- _Task prompt_
Reproduce the records below in their entirety, character for character.

- _Entries provided_
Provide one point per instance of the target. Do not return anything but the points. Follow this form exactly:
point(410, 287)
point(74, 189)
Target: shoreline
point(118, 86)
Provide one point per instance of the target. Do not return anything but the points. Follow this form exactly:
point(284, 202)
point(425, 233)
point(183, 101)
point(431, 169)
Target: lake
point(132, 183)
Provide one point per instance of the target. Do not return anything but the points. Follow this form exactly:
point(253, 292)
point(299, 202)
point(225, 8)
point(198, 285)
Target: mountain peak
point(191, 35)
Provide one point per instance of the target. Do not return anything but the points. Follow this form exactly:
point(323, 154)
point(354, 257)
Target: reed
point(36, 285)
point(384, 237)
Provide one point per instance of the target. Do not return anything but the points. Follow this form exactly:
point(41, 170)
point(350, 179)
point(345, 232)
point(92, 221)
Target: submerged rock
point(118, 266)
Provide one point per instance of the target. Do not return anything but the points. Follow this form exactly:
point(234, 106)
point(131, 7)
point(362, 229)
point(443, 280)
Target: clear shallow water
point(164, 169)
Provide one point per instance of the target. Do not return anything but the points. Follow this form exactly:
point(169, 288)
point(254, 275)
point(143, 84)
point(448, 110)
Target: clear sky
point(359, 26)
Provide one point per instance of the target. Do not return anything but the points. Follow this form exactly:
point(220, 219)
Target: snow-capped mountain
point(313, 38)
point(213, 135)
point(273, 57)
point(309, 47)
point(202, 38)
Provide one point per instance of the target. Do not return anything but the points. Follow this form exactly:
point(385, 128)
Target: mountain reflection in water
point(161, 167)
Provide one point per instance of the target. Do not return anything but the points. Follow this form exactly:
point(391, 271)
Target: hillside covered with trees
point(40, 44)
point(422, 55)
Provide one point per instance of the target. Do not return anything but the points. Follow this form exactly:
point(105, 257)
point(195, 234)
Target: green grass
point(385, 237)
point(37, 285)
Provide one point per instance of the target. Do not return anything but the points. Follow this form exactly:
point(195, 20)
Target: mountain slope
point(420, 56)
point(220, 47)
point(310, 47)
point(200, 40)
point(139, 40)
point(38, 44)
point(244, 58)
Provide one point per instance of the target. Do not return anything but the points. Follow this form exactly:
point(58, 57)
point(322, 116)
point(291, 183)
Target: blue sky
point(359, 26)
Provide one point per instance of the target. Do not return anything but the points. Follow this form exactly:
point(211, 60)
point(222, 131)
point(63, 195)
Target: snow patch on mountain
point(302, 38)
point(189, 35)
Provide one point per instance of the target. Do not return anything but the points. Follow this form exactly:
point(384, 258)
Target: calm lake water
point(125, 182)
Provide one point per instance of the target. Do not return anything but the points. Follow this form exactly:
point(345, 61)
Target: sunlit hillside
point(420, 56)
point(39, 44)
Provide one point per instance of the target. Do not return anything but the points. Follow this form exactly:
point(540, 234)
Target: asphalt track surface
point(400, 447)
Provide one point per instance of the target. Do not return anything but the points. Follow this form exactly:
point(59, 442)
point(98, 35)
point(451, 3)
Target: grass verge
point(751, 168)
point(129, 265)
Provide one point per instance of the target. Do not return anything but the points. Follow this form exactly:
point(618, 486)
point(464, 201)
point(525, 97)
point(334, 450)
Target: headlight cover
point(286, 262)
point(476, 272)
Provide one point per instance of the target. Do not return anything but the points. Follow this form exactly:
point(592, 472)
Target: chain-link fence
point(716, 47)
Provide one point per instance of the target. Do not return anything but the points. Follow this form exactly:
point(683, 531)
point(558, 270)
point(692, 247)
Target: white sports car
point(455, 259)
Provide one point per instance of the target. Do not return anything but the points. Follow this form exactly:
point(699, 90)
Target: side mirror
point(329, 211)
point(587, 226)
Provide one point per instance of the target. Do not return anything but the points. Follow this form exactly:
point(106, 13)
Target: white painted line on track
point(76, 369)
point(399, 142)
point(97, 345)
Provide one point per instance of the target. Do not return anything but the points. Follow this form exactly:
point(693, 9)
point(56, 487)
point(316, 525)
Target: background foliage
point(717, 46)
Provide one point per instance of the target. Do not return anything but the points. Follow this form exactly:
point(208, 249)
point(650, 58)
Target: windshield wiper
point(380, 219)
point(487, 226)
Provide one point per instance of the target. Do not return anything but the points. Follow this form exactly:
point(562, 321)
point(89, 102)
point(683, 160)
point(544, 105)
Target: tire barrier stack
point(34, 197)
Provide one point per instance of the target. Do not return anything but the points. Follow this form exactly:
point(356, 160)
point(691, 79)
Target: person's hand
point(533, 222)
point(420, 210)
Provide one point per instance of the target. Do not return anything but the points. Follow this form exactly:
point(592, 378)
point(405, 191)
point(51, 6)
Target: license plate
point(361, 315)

- _Output below_
Provide one point per instance of the target. Do not return anything but the points. Follow this form exactly:
point(410, 287)
point(74, 189)
Target: shoreline
point(118, 86)
Provide one point per instance of the target. Do not return anything but the points. Follow this form exactly:
point(284, 202)
point(425, 233)
point(183, 101)
point(431, 169)
Target: lake
point(132, 183)
Provide one point per instance of the target. Do not return anything but the points. Follow this form exactly:
point(253, 292)
point(299, 202)
point(225, 8)
point(198, 285)
Target: mountain peak
point(191, 35)
Provide one point per instance of the target. Do not return anything but the points. Follow this form exactly:
point(323, 154)
point(354, 257)
Target: reed
point(36, 285)
point(384, 237)
Provide one point per instance of the target. Do not return anything but the points. Follow this form exactly:
point(41, 170)
point(350, 179)
point(345, 232)
point(92, 221)
Target: submerged rock
point(118, 266)
Provide one point per instance of the target. Do not return anything but the points. Follow this form exactly:
point(234, 106)
point(131, 7)
point(362, 229)
point(443, 280)
Target: clear shallow water
point(164, 169)
Provide one point per instance of the target. Do not return anything but the points. Follow this form exactly:
point(169, 288)
point(254, 275)
point(143, 84)
point(448, 110)
Target: clear sky
point(359, 26)
Provide one point per instance of the target. Do not return anything but the points. Follow this form exactly:
point(220, 219)
Target: snow-capped mountain
point(313, 38)
point(213, 135)
point(273, 57)
point(309, 47)
point(202, 38)
Provide one point per instance of the target. Do not return anything but the points. Follow this form exactly:
point(385, 128)
Target: mountain reflection in water
point(161, 167)
Provide one point per instance of the target. Do not return anything but the points. Follow this form exactly:
point(391, 271)
Target: hillside covered with trees
point(40, 44)
point(422, 55)
Provide one point per instance of the target. Do not return anything but the points. Follow this form exactly:
point(105, 257)
point(195, 234)
Target: green grass
point(385, 237)
point(37, 285)
Provide one point per instance of the target. Do not return anything but the points. Follow this form exactly:
point(195, 20)
Target: mountain slope
point(420, 56)
point(220, 47)
point(310, 47)
point(200, 40)
point(139, 40)
point(38, 44)
point(244, 58)
Provide one point per instance of the target. Do not return anything but the points. Follow this form exactly:
point(58, 57)
point(322, 116)
point(291, 183)
Target: blue sky
point(359, 26)
Provide one point per instance of the target. Do not return anything but the points. Follow this form exactly:
point(211, 60)
point(222, 131)
point(63, 195)
Target: snow patch on mountain
point(302, 38)
point(189, 35)
Provide one point per instance of the target. Do not return anything but the points. Follow this form exactly:
point(384, 258)
Target: calm lake water
point(125, 182)
Provide one point per instance of the target. Do not return anything but the points. Follow this form exactly:
point(345, 61)
Target: sunlit hillside
point(420, 56)
point(39, 44)
Provide one point per instance of the target. Do not return anything but the points. Follow this form exactly:
point(540, 234)
Target: asphalt track surface
point(400, 447)
Provide one point per instance of the target. Do not return anything but the points. Follow this form exactly:
point(59, 442)
point(98, 35)
point(451, 3)
Target: grass verge
point(751, 168)
point(129, 265)
Provide one point per instance of the target. Do not return anything but the points. Follow this form exactly:
point(618, 486)
point(464, 201)
point(525, 97)
point(334, 450)
Target: headlight cover
point(286, 262)
point(476, 272)
Provide one point per instance of the target. Do not return anything but the points. Follow this form exactly:
point(592, 472)
Target: chain-link fence
point(716, 47)
Provide one point per instance of the target. Do not return anything but the points. Follow this form exactly:
point(683, 531)
point(558, 270)
point(692, 247)
Target: white sports car
point(455, 259)
Provide one point per instance of the target. Do not return anything but the points. Follow this form exactly:
point(699, 90)
Target: side mirror
point(329, 211)
point(587, 226)
Provide one point per instance of the target. Do not return anything but the points. Follow this form exactly:
point(106, 13)
Target: white painted line on track
point(76, 369)
point(399, 142)
point(97, 345)
Provide one point per instance of the target. Do not return anything but the points. Follow this form exactly:
point(693, 9)
point(56, 487)
point(316, 525)
Target: background foliage
point(717, 46)
Provide one point per instance of the target. Do not return anything but the points. Follow this form exactly:
point(208, 249)
point(650, 58)
Target: windshield wiper
point(380, 219)
point(487, 226)
Provide one point per instance of the target. Do not return anything but the points. Follow this form exactly:
point(562, 321)
point(89, 102)
point(683, 160)
point(544, 105)
Target: tire barrier stack
point(34, 197)
Provide one point per instance of the target. Do not return anything but the points. Follow this form exactly:
point(356, 160)
point(691, 79)
Target: person's hand
point(533, 222)
point(420, 210)
Provide one point per instance of the target. Do not return anything but the points. Follow this form exactly:
point(592, 378)
point(405, 191)
point(51, 6)
Target: license plate
point(361, 315)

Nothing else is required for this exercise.